The Territorial Prison, which later became the Idaho State Penitentiary, was built in 1870 in East Boise.  The compound was situated on 50 acres of land hosting a nursery and several farm fields that provided work and food for the prisoners.  The section of land where the Idaho Botanical Garden is now located was once known as #2 Yard. 

The prison was closed in 1973, and the land remained vacant for more than a decade.  But, in 1984, a local botanist, Dr. Christopher Davidson, had a vision to create a public landscape that would draw visitors and promote education in gardening, horticulture, botany, and conservation.  He brought together the first Board of Directors made up of 17 civic leaders and local professionals. They leased 33 acres of the old prison grounds from the State of Idaho and The Idaho Botanical Garden was brought into being! Seven thousand plants were placed in the first few years of its operation, 95% of which were donated.  The first tree placed in the garden, a northern red oak, was planted by Jack Simplot and remains standing today in the Meditation Garden.  Garden admission started at $1.00.

Over the years, the garden has expanded into 15 cultivated acres with a number of specific collections:

·        Meditation Garden (original) - made up of mature trees planted in the 1930s and 1940s by minimum security prisoners at the Old Penitentiary

·        Rose Garden (original) - heirloom and other old-style roses

·        Herb Garden (original) - herbs used for medicines, cosmetics, decoration, and cooking

·        Plaza Garden (1989) – includes the Heirloom Rose Garden, Iris Garden, and Butterfly-Hummingbird Garden

·        Idaho Native Plant Garden (1990) - representative native plants from Idaho's desert and woodland environments, including sagebrush, syringa, dogwood, and fescue

·        Peony Garden (1992) - 21 varieties of hybrid peonies

·        Alpine Garden (1997) - rock garden with a diverse collection of alpine plants

·        English Garden (1998) -  a selection of English garden plants, designed by landscape architect John Brookes

·        Labyrinth (2001) - 11 concentric rings with a center rosette modeled after the famous labyrinth at Chartres Cathedral in France

·        Lewis & Clark Native Plant Garden (2006) - plants collected by the explorers on their expedition between Great Falls, Montana, and The Dalles, Oregon

·        Cactus Garden (2008) – a variety of cactus and succulents planted where the Penitentiary’s poultry barn once stood

·        Children’s Adventure Garden (2008) - invites children to play in a nature setting and includes a tree house (added in 2013)

**REQUIRED WORK**: Continue the history of the Idaho Botanical Garden from its last line.

**EXCERPTED DATA**:
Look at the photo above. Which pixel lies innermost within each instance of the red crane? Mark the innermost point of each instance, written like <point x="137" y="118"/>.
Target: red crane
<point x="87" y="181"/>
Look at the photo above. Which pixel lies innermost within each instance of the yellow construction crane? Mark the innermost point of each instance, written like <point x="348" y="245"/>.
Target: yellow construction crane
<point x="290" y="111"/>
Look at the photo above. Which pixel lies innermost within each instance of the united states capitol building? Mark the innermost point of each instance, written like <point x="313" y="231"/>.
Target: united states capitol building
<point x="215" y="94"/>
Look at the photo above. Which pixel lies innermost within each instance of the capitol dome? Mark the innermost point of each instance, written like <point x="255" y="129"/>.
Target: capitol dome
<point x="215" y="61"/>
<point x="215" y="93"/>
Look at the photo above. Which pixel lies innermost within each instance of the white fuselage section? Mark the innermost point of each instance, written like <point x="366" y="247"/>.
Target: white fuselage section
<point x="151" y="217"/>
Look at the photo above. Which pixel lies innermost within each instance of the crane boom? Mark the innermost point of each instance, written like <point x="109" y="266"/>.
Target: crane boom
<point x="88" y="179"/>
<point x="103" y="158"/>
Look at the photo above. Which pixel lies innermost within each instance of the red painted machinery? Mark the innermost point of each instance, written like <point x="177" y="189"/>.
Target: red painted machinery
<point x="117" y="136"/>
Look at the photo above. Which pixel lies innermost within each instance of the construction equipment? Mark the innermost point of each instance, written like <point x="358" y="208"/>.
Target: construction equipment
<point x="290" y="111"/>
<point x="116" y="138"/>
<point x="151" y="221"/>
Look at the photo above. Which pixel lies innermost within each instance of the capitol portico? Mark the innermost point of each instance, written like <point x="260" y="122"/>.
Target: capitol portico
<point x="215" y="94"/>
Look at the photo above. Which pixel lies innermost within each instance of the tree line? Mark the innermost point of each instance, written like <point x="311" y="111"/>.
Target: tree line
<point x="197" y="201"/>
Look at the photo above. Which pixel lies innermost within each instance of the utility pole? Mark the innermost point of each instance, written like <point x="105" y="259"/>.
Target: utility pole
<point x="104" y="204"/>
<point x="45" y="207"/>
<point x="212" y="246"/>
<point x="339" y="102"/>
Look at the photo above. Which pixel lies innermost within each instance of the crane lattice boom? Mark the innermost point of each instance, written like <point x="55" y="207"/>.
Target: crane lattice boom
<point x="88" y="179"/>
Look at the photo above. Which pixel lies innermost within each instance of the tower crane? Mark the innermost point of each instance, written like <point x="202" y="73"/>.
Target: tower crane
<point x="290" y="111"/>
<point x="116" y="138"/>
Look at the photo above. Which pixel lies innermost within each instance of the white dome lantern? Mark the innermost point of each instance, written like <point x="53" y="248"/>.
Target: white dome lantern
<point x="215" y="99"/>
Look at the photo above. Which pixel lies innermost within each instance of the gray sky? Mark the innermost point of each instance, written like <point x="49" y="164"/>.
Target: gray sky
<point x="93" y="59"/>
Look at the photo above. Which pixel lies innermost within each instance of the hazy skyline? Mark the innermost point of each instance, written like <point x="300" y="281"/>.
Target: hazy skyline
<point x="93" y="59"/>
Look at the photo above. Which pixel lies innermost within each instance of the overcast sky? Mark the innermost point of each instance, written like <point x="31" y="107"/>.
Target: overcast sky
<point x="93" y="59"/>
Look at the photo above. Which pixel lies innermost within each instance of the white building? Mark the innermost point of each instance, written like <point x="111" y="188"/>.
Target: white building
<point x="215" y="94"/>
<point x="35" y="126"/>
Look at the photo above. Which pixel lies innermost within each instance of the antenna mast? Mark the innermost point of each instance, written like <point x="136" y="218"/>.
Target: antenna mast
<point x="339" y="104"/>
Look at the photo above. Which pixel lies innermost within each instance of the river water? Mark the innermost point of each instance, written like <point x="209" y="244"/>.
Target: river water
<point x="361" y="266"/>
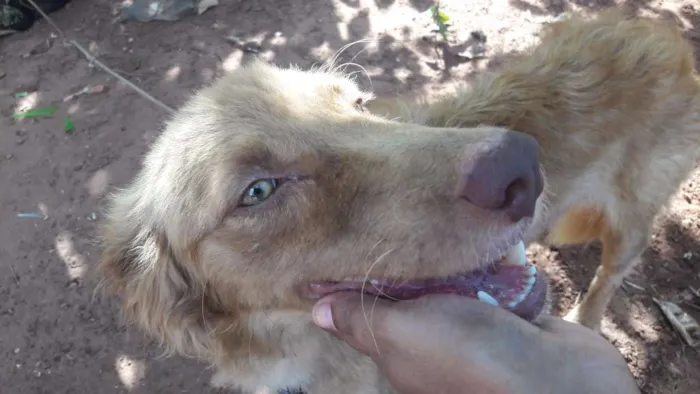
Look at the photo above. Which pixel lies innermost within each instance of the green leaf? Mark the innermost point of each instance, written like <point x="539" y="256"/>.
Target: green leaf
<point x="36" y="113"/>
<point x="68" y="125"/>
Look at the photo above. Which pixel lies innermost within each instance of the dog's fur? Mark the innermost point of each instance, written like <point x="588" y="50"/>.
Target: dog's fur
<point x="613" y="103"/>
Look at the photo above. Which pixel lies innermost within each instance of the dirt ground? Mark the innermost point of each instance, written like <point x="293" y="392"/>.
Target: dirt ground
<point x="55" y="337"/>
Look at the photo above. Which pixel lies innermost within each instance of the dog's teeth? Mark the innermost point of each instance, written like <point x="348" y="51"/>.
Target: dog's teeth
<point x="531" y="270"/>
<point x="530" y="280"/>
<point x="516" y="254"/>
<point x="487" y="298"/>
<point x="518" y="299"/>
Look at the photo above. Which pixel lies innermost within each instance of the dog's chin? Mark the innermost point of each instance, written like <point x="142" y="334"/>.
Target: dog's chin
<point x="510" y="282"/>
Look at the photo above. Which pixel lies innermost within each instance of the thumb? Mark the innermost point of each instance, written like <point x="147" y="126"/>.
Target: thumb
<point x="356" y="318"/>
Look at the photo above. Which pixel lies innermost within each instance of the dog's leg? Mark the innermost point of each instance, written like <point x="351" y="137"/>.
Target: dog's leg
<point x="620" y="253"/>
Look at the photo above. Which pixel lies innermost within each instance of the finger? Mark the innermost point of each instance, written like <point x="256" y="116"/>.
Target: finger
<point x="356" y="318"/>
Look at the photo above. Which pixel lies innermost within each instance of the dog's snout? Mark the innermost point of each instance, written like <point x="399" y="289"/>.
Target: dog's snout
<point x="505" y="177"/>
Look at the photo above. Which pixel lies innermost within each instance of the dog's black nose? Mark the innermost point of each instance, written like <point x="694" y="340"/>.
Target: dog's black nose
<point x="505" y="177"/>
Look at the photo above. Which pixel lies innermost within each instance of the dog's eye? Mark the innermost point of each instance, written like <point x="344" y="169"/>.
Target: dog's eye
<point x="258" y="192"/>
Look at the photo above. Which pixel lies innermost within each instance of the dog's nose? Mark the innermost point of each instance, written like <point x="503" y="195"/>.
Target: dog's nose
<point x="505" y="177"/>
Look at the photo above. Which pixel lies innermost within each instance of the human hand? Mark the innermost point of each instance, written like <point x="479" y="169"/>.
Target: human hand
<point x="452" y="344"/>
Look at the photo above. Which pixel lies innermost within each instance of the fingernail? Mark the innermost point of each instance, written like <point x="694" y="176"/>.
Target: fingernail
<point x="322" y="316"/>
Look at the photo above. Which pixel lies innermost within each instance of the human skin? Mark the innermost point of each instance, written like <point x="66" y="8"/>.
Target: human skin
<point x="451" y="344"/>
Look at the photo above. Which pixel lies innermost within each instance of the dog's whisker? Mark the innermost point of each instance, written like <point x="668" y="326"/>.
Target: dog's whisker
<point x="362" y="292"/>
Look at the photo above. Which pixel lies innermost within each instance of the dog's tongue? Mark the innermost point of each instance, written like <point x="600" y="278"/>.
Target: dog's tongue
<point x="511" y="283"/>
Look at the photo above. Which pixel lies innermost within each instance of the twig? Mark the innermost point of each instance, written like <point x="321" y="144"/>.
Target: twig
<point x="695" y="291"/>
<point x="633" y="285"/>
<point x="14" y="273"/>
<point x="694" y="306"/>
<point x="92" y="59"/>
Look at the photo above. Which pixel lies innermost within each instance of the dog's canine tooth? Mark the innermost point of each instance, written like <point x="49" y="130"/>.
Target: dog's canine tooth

--

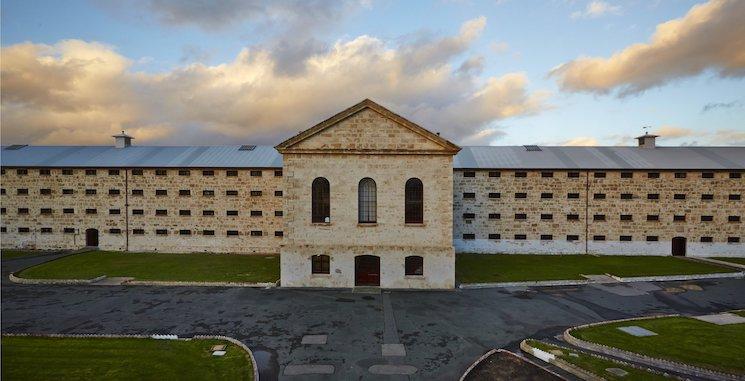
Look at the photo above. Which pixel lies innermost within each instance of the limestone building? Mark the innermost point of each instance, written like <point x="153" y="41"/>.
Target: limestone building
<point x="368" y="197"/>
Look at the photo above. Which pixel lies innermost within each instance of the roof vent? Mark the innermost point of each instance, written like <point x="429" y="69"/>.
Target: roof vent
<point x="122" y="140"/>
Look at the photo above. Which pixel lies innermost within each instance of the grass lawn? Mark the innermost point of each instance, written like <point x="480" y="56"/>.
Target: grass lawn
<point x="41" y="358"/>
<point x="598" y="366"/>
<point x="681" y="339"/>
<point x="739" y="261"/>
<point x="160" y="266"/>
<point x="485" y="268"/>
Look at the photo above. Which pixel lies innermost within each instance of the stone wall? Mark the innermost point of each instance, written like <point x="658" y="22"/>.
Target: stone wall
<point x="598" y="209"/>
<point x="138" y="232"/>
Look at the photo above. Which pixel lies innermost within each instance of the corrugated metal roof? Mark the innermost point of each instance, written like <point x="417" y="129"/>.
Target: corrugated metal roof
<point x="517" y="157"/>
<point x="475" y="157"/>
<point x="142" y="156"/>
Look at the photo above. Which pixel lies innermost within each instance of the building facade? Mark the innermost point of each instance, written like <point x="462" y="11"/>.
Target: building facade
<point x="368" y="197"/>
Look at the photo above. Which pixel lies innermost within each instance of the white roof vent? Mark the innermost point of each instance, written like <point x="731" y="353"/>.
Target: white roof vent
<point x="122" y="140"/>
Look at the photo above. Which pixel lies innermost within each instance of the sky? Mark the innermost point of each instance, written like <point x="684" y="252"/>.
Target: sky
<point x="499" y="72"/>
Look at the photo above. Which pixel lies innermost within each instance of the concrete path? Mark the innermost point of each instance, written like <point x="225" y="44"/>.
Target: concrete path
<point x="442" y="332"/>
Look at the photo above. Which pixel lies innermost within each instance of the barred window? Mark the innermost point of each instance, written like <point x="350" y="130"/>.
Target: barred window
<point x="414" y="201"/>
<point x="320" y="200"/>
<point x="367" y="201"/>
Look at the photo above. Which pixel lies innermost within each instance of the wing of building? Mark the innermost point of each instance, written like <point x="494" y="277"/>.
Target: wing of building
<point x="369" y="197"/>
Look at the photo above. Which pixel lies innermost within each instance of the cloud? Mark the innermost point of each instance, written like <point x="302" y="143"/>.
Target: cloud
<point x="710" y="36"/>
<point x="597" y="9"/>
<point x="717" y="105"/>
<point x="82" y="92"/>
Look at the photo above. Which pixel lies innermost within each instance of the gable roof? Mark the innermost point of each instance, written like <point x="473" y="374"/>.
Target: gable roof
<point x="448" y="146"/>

* * *

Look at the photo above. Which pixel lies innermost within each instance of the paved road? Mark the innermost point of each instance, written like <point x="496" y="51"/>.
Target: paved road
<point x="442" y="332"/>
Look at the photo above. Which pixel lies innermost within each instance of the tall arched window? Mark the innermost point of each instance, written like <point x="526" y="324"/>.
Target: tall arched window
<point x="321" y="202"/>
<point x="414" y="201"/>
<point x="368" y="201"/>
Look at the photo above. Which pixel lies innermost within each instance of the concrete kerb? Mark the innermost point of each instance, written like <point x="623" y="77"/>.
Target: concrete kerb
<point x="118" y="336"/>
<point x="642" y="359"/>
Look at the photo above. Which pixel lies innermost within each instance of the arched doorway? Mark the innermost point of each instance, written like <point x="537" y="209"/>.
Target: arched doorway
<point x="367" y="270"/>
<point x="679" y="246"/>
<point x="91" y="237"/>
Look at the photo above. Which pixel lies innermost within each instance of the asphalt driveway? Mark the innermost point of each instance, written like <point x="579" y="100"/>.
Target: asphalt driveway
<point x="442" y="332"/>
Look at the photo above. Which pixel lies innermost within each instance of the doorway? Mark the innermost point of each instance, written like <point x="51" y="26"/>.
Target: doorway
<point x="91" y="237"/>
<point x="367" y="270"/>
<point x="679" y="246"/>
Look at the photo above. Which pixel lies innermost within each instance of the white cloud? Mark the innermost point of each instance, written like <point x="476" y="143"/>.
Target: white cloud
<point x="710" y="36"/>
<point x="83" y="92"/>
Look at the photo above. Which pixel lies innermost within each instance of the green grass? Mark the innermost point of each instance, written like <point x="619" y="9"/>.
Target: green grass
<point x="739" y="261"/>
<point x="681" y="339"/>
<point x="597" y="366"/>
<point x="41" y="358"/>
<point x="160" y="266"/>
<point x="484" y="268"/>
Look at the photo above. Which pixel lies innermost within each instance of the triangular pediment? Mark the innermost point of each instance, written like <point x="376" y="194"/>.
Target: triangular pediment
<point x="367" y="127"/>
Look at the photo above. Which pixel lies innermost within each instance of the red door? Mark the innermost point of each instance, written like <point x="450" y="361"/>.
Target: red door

**ANSWER BOX**:
·        Water Conservation Landscape (2010) – 1 acre garden of water conserving plants located along Old Penitentiary Rd on the way to the Garden entrance.

The Idaho Botanical Garden serves as a popular year-round venue for entertainment as well as for cultural and community events. Some of the most popular are:

·       The Great Garden Escape - presenting live music and an incredible picnic environment every Thursday evening June through September

·       Fall Harvest Festival - a celebration of the season that occurs on the first weekend of October

·       Scarecrow Stroll – an exhibit of unique scarecrows peeping out from behind trees and shrubs throughout the gardens, lasting though the month of October

·       Winter Garden Aglow – a dazzling display of 350,000 sparkling LED lights decorating the garden throughout the holiday season.

The land behind the garden is used for nature hikes and environmental education.  And Outlaw Field, created in the 1930s for the inmates to play baseball and football, now operates as a popular concert venue.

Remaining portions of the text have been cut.